----- EXERCISE DATA -----
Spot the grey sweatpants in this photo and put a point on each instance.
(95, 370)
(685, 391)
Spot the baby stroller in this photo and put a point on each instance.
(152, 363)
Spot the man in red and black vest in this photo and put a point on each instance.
-----
**WRITTEN INSTRUCTION:**
Reproduce all of the rows above word for word, keeping every line unchanged and in the same order.

**RIGHT ANSWER:**
Spot the grey sweatpants in this photo and put a point on each instance.
(95, 370)
(685, 391)
Spot the baby stroller in this photo and put a point on each instance.
(152, 363)
Spot the man in red and black vest in this photo and put a point on each instance.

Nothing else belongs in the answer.